▶ [WHAT YOU WILL DO]
Recast every line of the collection entries below as a JSON list of strings with one string per line, and leave out the blank lines.

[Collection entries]
** begin **
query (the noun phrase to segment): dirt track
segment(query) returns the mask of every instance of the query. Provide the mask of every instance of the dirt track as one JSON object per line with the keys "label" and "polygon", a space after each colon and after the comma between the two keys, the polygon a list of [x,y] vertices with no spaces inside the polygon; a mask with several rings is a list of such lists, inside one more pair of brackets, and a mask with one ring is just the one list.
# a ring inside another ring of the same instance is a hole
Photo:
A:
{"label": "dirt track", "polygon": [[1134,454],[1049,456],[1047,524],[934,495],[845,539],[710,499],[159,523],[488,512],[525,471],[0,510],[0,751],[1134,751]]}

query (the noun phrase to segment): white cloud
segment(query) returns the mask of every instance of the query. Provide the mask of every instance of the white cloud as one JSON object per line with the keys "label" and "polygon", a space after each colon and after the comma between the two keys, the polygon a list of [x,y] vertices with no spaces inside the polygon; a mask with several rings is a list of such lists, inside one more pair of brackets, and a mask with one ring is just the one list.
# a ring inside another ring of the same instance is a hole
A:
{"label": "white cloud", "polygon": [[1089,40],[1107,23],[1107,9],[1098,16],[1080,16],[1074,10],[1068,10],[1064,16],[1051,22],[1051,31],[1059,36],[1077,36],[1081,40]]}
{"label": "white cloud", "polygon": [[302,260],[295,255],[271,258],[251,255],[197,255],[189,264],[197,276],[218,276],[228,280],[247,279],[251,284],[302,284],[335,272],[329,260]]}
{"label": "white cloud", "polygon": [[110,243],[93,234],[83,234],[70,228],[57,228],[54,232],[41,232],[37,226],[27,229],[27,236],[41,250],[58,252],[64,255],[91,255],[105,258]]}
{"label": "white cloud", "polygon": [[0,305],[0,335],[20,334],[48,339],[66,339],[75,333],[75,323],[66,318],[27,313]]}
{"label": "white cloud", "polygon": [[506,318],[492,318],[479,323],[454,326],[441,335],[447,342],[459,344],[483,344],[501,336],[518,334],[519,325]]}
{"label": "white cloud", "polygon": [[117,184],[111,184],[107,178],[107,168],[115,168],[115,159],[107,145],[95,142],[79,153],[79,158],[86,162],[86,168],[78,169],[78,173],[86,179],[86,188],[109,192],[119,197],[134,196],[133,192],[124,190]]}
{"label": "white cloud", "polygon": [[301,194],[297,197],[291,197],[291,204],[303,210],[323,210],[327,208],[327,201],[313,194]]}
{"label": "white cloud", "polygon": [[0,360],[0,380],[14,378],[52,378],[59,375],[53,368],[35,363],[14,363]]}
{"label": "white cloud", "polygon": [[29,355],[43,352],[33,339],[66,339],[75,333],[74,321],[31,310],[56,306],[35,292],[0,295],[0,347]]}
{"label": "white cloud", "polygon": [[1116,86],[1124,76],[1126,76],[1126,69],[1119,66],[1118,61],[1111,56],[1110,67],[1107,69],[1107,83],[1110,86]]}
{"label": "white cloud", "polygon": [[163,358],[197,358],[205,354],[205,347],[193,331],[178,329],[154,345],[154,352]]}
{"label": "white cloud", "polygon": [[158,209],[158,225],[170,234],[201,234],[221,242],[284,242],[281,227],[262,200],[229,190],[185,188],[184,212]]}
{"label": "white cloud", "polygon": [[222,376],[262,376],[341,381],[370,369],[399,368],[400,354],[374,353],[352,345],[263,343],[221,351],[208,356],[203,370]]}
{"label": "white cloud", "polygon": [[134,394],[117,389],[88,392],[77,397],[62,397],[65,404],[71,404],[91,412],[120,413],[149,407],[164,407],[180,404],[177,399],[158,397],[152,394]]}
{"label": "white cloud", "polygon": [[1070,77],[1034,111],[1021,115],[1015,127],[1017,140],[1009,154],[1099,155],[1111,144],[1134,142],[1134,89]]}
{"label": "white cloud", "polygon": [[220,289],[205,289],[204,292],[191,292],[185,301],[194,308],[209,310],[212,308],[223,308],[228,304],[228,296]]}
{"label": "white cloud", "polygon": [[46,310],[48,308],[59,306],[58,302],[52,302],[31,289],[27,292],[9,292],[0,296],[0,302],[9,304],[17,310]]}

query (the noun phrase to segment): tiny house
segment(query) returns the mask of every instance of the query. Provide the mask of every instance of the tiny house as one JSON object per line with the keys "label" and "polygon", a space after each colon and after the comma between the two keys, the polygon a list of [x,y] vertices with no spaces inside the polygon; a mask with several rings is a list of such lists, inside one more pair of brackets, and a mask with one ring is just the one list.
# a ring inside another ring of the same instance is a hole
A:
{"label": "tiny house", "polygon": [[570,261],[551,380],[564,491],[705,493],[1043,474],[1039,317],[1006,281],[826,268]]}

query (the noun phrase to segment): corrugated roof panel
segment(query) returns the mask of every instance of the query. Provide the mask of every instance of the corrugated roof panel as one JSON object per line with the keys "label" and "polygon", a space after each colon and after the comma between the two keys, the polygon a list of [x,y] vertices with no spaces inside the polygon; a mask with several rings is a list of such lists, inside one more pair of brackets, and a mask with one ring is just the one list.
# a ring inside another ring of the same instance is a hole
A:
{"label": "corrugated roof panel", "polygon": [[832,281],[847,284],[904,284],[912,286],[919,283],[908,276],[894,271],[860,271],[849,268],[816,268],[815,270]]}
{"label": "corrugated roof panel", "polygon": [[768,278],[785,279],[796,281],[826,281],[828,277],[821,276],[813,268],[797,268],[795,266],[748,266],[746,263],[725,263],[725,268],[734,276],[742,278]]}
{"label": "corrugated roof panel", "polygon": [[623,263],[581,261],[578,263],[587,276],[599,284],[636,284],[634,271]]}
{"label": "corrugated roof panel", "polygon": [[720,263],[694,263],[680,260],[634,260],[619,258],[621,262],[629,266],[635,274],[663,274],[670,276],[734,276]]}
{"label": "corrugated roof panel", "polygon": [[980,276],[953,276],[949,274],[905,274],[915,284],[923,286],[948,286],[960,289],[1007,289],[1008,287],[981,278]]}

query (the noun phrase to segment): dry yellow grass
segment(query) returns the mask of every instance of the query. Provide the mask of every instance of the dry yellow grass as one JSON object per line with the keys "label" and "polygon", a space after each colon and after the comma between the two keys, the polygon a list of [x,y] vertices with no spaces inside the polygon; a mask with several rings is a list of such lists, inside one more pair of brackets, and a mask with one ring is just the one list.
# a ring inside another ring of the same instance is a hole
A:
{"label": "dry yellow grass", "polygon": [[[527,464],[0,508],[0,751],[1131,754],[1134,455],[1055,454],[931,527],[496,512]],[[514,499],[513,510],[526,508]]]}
** end **
▶ [EXERCISE SOLUTION]
[
  "query (the noun phrase to segment): dirt track",
  "segment(query) returns the mask of every instance of the query. Provide the mask of every instance of the dirt track as one JSON object per line with the keys \"label\" and \"polygon\", a space after each colon and after the comma between the two keys, the polygon a list of [x,y] vertices with no spaces inside the polygon; a mask with several rings is a list of such lists, inside one more pair of brackets, and a mask with one ring is just the one list.",
  "# a ring inside another ring of the same instance is a hole",
  "Photo:",
  "A:",
  "{\"label\": \"dirt track\", \"polygon\": [[1134,454],[1049,456],[1047,524],[934,495],[845,539],[710,499],[159,523],[488,512],[525,471],[0,510],[0,751],[1134,751]]}",
  "query (the noun phrase to segment): white cloud",
  "segment(query) returns the mask of every instance of the query. Provide the mask of every instance of the white cloud as one JSON object per line with the keys \"label\" and \"polygon\", a space after each colon and after the comma between the two keys, the polygon a list of [x,y] vertices with no spaces inside the polygon; a mask with several rings is a list of such lists, inside one more pair of brackets, and a mask with one ring is just the one list.",
  "# a ring inside another ring of the same instance is a hole",
  "A:",
  "{\"label\": \"white cloud\", \"polygon\": [[1089,40],[1107,23],[1107,9],[1098,16],[1080,16],[1074,10],[1068,10],[1064,16],[1051,22],[1051,31],[1059,36],[1077,36],[1081,40]]}",
  "{\"label\": \"white cloud\", \"polygon\": [[302,260],[295,255],[271,258],[251,255],[197,255],[189,264],[197,276],[218,276],[228,280],[247,279],[251,284],[302,284],[335,272],[329,260]]}",
  "{\"label\": \"white cloud\", \"polygon\": [[110,243],[93,234],[83,234],[70,228],[57,228],[54,232],[41,232],[37,226],[27,229],[27,236],[41,250],[58,252],[64,255],[91,255],[105,258]]}",
  "{\"label\": \"white cloud\", \"polygon\": [[0,305],[0,335],[20,334],[48,339],[66,339],[75,333],[75,323],[66,318],[27,313]]}",
  "{\"label\": \"white cloud\", \"polygon\": [[506,318],[492,318],[479,323],[454,326],[441,335],[447,342],[459,344],[483,344],[501,336],[518,334],[519,325]]}",
  "{\"label\": \"white cloud\", \"polygon\": [[117,184],[111,184],[107,178],[107,168],[115,168],[115,159],[107,145],[95,142],[79,153],[79,158],[86,162],[86,168],[78,169],[78,173],[86,179],[86,188],[109,192],[119,197],[134,196],[133,192],[124,190]]}",
  "{\"label\": \"white cloud\", \"polygon\": [[301,194],[297,197],[291,197],[291,204],[303,210],[323,210],[327,208],[327,201],[313,194]]}",
  "{\"label\": \"white cloud\", \"polygon\": [[0,360],[0,380],[14,378],[52,378],[59,375],[53,368],[35,363],[14,363]]}",
  "{\"label\": \"white cloud\", \"polygon\": [[29,355],[43,352],[33,339],[66,339],[75,333],[74,321],[31,310],[56,306],[35,292],[0,295],[0,347]]}",
  "{\"label\": \"white cloud\", \"polygon\": [[1116,86],[1124,76],[1126,76],[1126,69],[1119,66],[1118,61],[1111,56],[1110,67],[1107,69],[1107,83],[1110,86]]}",
  "{\"label\": \"white cloud\", \"polygon\": [[163,358],[197,358],[205,354],[205,347],[193,331],[178,329],[154,345],[154,352]]}",
  "{\"label\": \"white cloud\", \"polygon\": [[158,209],[158,225],[170,234],[201,234],[221,242],[284,242],[281,227],[262,200],[229,190],[185,188],[184,212]]}",
  "{\"label\": \"white cloud\", \"polygon\": [[222,376],[262,376],[341,381],[370,369],[399,368],[400,354],[374,353],[352,345],[263,343],[221,351],[208,356],[203,370]]}",
  "{\"label\": \"white cloud\", \"polygon\": [[134,394],[117,389],[88,392],[77,397],[62,397],[65,404],[71,404],[91,412],[120,413],[149,407],[164,407],[180,404],[177,399],[158,397],[152,394]]}",
  "{\"label\": \"white cloud\", \"polygon\": [[1070,77],[1034,111],[1021,115],[1015,127],[1017,140],[1009,154],[1099,155],[1111,144],[1134,142],[1134,89]]}",
  "{\"label\": \"white cloud\", \"polygon\": [[220,289],[205,289],[204,292],[191,292],[185,301],[194,308],[209,310],[212,308],[223,308],[228,304],[228,296]]}",
  "{\"label\": \"white cloud\", \"polygon\": [[46,310],[48,308],[59,306],[58,302],[52,302],[31,289],[27,292],[9,292],[0,296],[0,302],[9,304],[17,310]]}",
  "query (the noun phrase to segment): tiny house",
  "segment(query) returns the mask of every instance of the query. Provide the mask of every instance of the tiny house as one JSON object per line with the keys \"label\" and \"polygon\", a space after each colon and after the comma between the two keys, the polygon a list of [x,y] vertices with no spaces inside the polygon; a mask with several rings is a list of such lists, inside one more pair of brackets, and a mask with one ring is just the one list.",
  "# a ring inside another ring of the same instance is a hole",
  "A:",
  "{\"label\": \"tiny house\", \"polygon\": [[570,261],[551,380],[564,491],[705,493],[1043,474],[1039,317],[1006,281],[826,268]]}",
  "query (the noun phrase to segment): corrugated roof panel",
  "segment(query) returns the mask of every instance of the query. Provide the mask of every instance of the corrugated roof panel as one JSON object per line with the keys \"label\" and \"polygon\", a space after each colon and after the comma between the two keys, the polygon a list of [x,y] vertices with no spaces inside the polygon; a mask with several rings is a list of such lists, inside one more pair of brackets, and a mask with one ring is just the one list.",
  "# a ring inside another ring of the same instance is a hole",
  "A:",
  "{\"label\": \"corrugated roof panel\", \"polygon\": [[832,281],[847,284],[904,284],[912,286],[919,283],[908,276],[894,271],[860,271],[849,268],[816,268],[815,270]]}",
  "{\"label\": \"corrugated roof panel\", \"polygon\": [[768,278],[785,279],[796,281],[826,281],[828,277],[821,276],[813,268],[797,268],[795,266],[748,266],[746,263],[725,263],[725,268],[734,276],[742,278]]}",
  "{\"label\": \"corrugated roof panel\", \"polygon\": [[623,263],[581,261],[578,263],[587,276],[599,284],[636,284],[634,271]]}",
  "{\"label\": \"corrugated roof panel\", \"polygon\": [[720,263],[694,263],[680,260],[634,260],[619,258],[621,262],[629,266],[635,274],[663,274],[670,276],[734,276]]}",
  "{\"label\": \"corrugated roof panel\", \"polygon\": [[980,276],[953,276],[949,274],[905,274],[915,284],[923,286],[948,286],[960,289],[1007,289],[1008,287],[981,278]]}",
  "query (the noun phrase to segment): dry yellow grass",
  "segment(query) returns the mask of every instance of the query. Provide the mask of every instance of the dry yellow grass as one JSON object per line with the keys \"label\" and \"polygon\", a space after each colon and after the comma between the two keys, the polygon a list of [x,y] vertices with no spaces inside the polygon; a mask with several rings is a list of such lists, inside one more pair of brackets, and a mask with one ring is just the one list.",
  "# a ring inside another ring of the same instance is a hole",
  "A:",
  "{\"label\": \"dry yellow grass\", \"polygon\": [[[527,464],[0,508],[0,751],[1131,754],[1134,455],[1055,454],[931,527],[496,512]],[[514,499],[513,510],[526,508]]]}"
]